# SUPPLIED PASSAGE
+ + + + +
# LivePulse — Session Changelog
**Date:** April 16, 2026  
**Session:** HF Spaces Deployment Debugging & Fixes

---

## Summary

This session was entirely focused on getting the deployed LivePulse app on Hugging Face Spaces (`huggingface.co/spaces/Divyonko/LivePulse`) to actually work end-to-end — from scraping YouTube live chat to displaying analytics in the dashboard.

---

## Issues Found & Fixed (in order)

### 1. Missing `return None` in `_get_live_chat_id`
**File:** `app.py`  
**Problem:** The `except` block in `_get_live_chat_id` was missing `return None`, meaning on an exception the function could fall through with undefined behavior.  
**Fix:** Added explicit `return None` in the `except` block.

---

### 2. No logging output visible in HF Spaces logs
**File:** `app.py`  
**Problem:** Python's root logger defaults to WARNING level. All our `logger.info()` calls were silently dropped — nothing useful appeared in the logs.  
**Fix:** Added `logging.basicConfig(level=logging.INFO, force=True)` so all INFO and above messages appear in HF Spaces logs.
+ + + + +
# Stored data

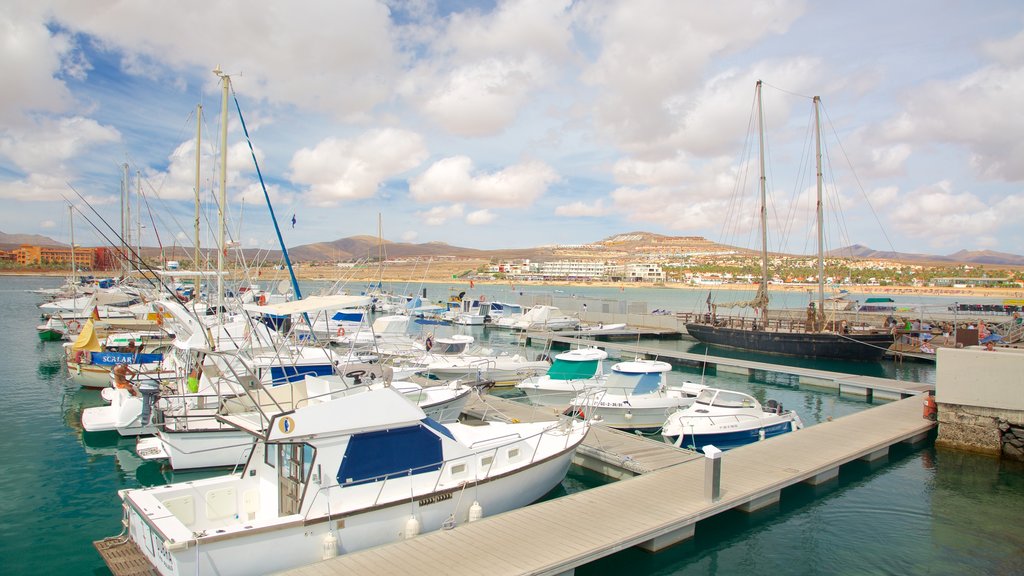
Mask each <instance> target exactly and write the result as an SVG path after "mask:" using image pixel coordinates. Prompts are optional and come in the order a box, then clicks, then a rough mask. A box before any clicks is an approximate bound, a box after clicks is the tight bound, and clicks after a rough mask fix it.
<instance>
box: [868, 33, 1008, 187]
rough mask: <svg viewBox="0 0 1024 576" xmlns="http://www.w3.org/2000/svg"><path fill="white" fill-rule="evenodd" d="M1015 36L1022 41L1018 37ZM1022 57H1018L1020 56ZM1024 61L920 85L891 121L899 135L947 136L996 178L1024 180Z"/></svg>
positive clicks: (944, 139) (986, 69)
mask: <svg viewBox="0 0 1024 576" xmlns="http://www.w3.org/2000/svg"><path fill="white" fill-rule="evenodd" d="M1014 41H1015V42H1021V40H1019V39H1016V38H1015V40H1014ZM1018 59H1019V58H1018ZM1021 93H1024V63H1017V64H1014V65H1008V66H1002V65H992V66H988V67H985V68H982V69H980V70H977V71H975V72H972V73H970V74H967V75H965V76H963V77H959V78H955V79H952V80H949V81H936V82H931V83H929V84H926V85H924V86H918V87H915V88H914V90H913V92H912V93H910V94H908V95H907V102H906V108H905V112H903V113H902V114H900V115H899V116H898V117H896V118H895V119H893V120H891V121H890V122H889V123H888V124H887V126H886V135H887V136H888V137H890V138H891V139H894V140H905V141H910V142H920V143H922V145H927V146H933V147H934V146H935V145H936V143H941V142H947V143H952V145H956V146H958V147H964V148H966V149H967V150H968V151H970V153H971V158H970V165H971V167H972V168H973V169H974V170H975V172H976V173H977V174H979V175H980V176H982V177H984V178H987V179H993V180H1007V181H1020V180H1024V163H1021V162H1020V158H1024V140H1022V139H1021V138H1020V137H1018V134H1020V133H1021V132H1024V114H1020V113H1019V112H1011V113H998V112H996V111H1019V110H1020V105H1019V101H1018V100H1019V99H1020V98H1019V96H1020V94H1021Z"/></svg>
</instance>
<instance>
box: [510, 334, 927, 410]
mask: <svg viewBox="0 0 1024 576" xmlns="http://www.w3.org/2000/svg"><path fill="white" fill-rule="evenodd" d="M530 337H531V338H534V339H544V340H550V341H552V342H561V343H564V344H568V345H573V346H595V347H599V348H604V349H613V351H620V352H626V353H630V354H634V355H637V356H638V357H644V358H648V359H653V360H664V361H666V362H669V363H670V364H672V363H673V362H675V363H676V364H686V365H690V366H698V367H699V366H701V365H702V364H707V365H708V366H709V367H712V368H714V369H715V370H717V371H719V372H730V373H736V374H751V373H753V372H758V371H760V372H777V373H781V374H790V375H792V376H796V377H797V378H798V379H799V381H800V383H801V384H806V385H811V386H815V387H825V388H834V389H838V390H839V392H840V394H850V395H856V396H864V397H867V399H868V400H871V399H879V400H900V399H903V398H908V397H910V396H915V395H919V394H922V393H925V392H927V390H930V389H934V388H935V386H933V385H930V384H920V383H915V382H904V381H901V380H896V379H893V378H879V377H876V376H862V375H860V374H848V373H845V372H829V371H827V370H816V369H814V368H803V367H800V366H785V365H782V364H768V363H766V362H756V361H753V360H739V359H735V358H724V357H720V356H710V355H703V354H692V353H687V352H679V351H672V349H666V348H659V347H653V346H650V345H636V344H625V343H622V342H605V341H601V340H594V339H588V338H570V337H566V336H561V335H557V334H556V333H553V332H547V333H535V334H531V336H530Z"/></svg>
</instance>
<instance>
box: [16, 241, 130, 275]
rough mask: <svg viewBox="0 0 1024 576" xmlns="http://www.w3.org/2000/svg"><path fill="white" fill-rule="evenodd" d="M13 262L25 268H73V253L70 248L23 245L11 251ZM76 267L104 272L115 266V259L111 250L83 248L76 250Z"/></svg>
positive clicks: (105, 249) (106, 248) (53, 246)
mask: <svg viewBox="0 0 1024 576" xmlns="http://www.w3.org/2000/svg"><path fill="white" fill-rule="evenodd" d="M11 252H12V253H13V260H14V261H16V262H17V263H18V264H19V265H23V266H34V265H47V264H56V265H61V264H63V265H68V266H69V268H70V266H71V260H72V257H73V251H72V249H71V247H70V246H68V247H63V246H32V245H29V244H23V245H22V246H20V247H18V248H16V249H14V250H12V251H11ZM74 258H75V266H76V268H77V269H79V270H102V269H108V268H111V266H112V265H113V262H114V258H113V254H112V252H111V250H110V249H109V248H102V247H100V248H83V247H76V248H75V250H74Z"/></svg>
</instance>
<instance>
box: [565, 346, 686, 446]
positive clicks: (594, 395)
mask: <svg viewBox="0 0 1024 576" xmlns="http://www.w3.org/2000/svg"><path fill="white" fill-rule="evenodd" d="M671 371H672V365H671V364H669V363H667V362H662V361H659V360H637V361H634V362H621V363H618V364H615V365H614V366H612V367H611V373H610V374H608V378H607V379H606V380H605V381H604V384H603V385H601V386H598V387H594V388H588V389H585V390H584V392H582V393H580V395H579V396H577V397H575V398H573V399H572V401H571V402H570V403H569V407H568V409H566V413H569V414H573V415H579V416H583V417H586V418H590V419H592V420H594V421H598V422H601V423H602V424H605V425H608V426H611V427H613V428H620V429H629V430H640V431H644V433H656V431H658V430H660V428H662V424H663V423H664V422H665V418H666V416H668V415H669V414H671V413H673V412H675V411H676V410H678V409H679V408H685V407H687V406H689V405H691V404H693V401H694V400H695V399H696V397H697V395H698V394H699V393H700V390H702V389H703V388H705V386H703V385H702V384H696V383H693V382H683V383H682V384H670V383H669V382H668V373H669V372H671Z"/></svg>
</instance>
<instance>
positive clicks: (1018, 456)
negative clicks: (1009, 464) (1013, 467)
mask: <svg viewBox="0 0 1024 576" xmlns="http://www.w3.org/2000/svg"><path fill="white" fill-rule="evenodd" d="M1002 455H1004V456H1006V457H1008V458H1012V459H1014V460H1024V450H1022V449H1020V448H1017V447H1015V446H1013V445H1012V444H1004V445H1002Z"/></svg>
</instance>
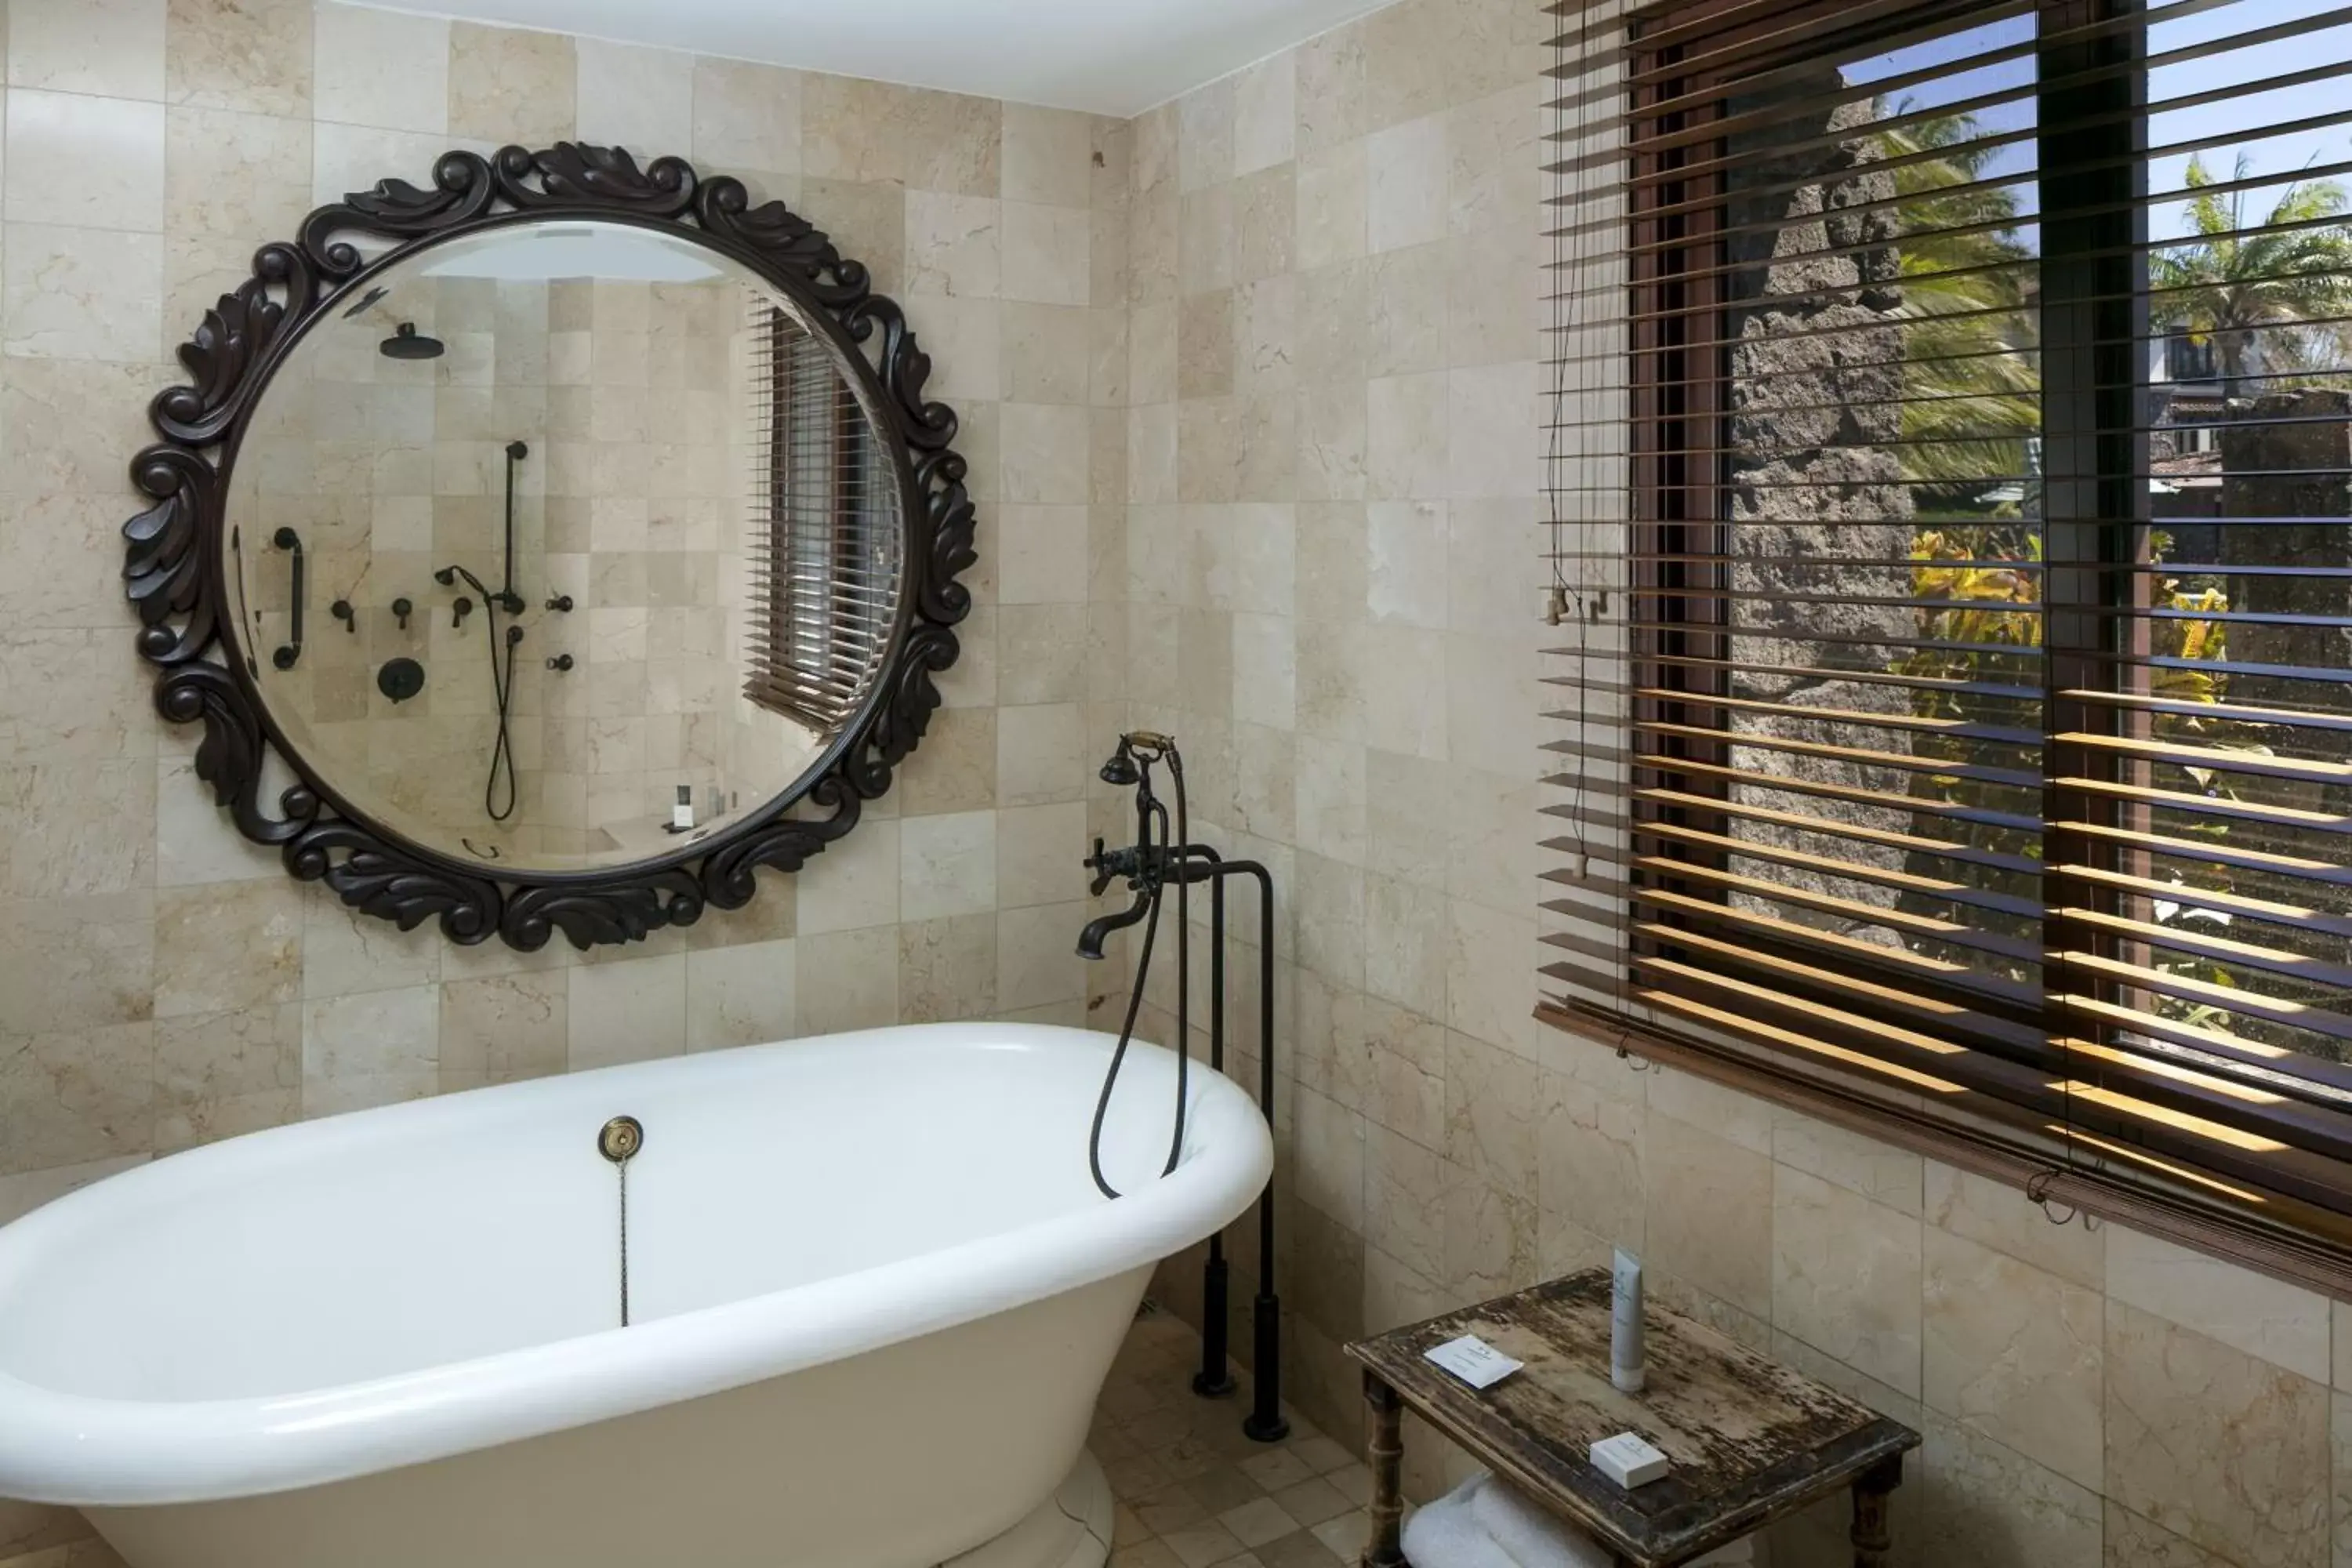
+ + + + +
# EXERCISES
**A)** According to the LivePulse changelog, what level does Python's root logger use by default?
**B)** Carry on the LivePulse changelog from its last line.

# ACTIVITY ANSWERS
**A)** WARNING

**B)**
---

### 3. Torchvision warnings flooding the logs
**File:** `Dockerfile`  
**Problem:** Streamlit's file watcher scans all imported modules including `transformers`, which tries to import `torchvision` (not installed). This produced hundreds of `ModuleNotFoundError: No module named 'torchvision'` lines, making real errors impossible to find.  
**Fix:** Added `ENV STREAMLIT_SERVER_FILE_WATCHER_TYPE=none` to the Dockerfile to disable the file watcher entirely.

---

### 4. Improved HTTP error logging in `_get_live_chat_id`
**File:** `app.py`  
**Problem:** Generic `except Exception` swallowed the actual YouTube API error body (e.g. "API key invalid", "quota exceeded").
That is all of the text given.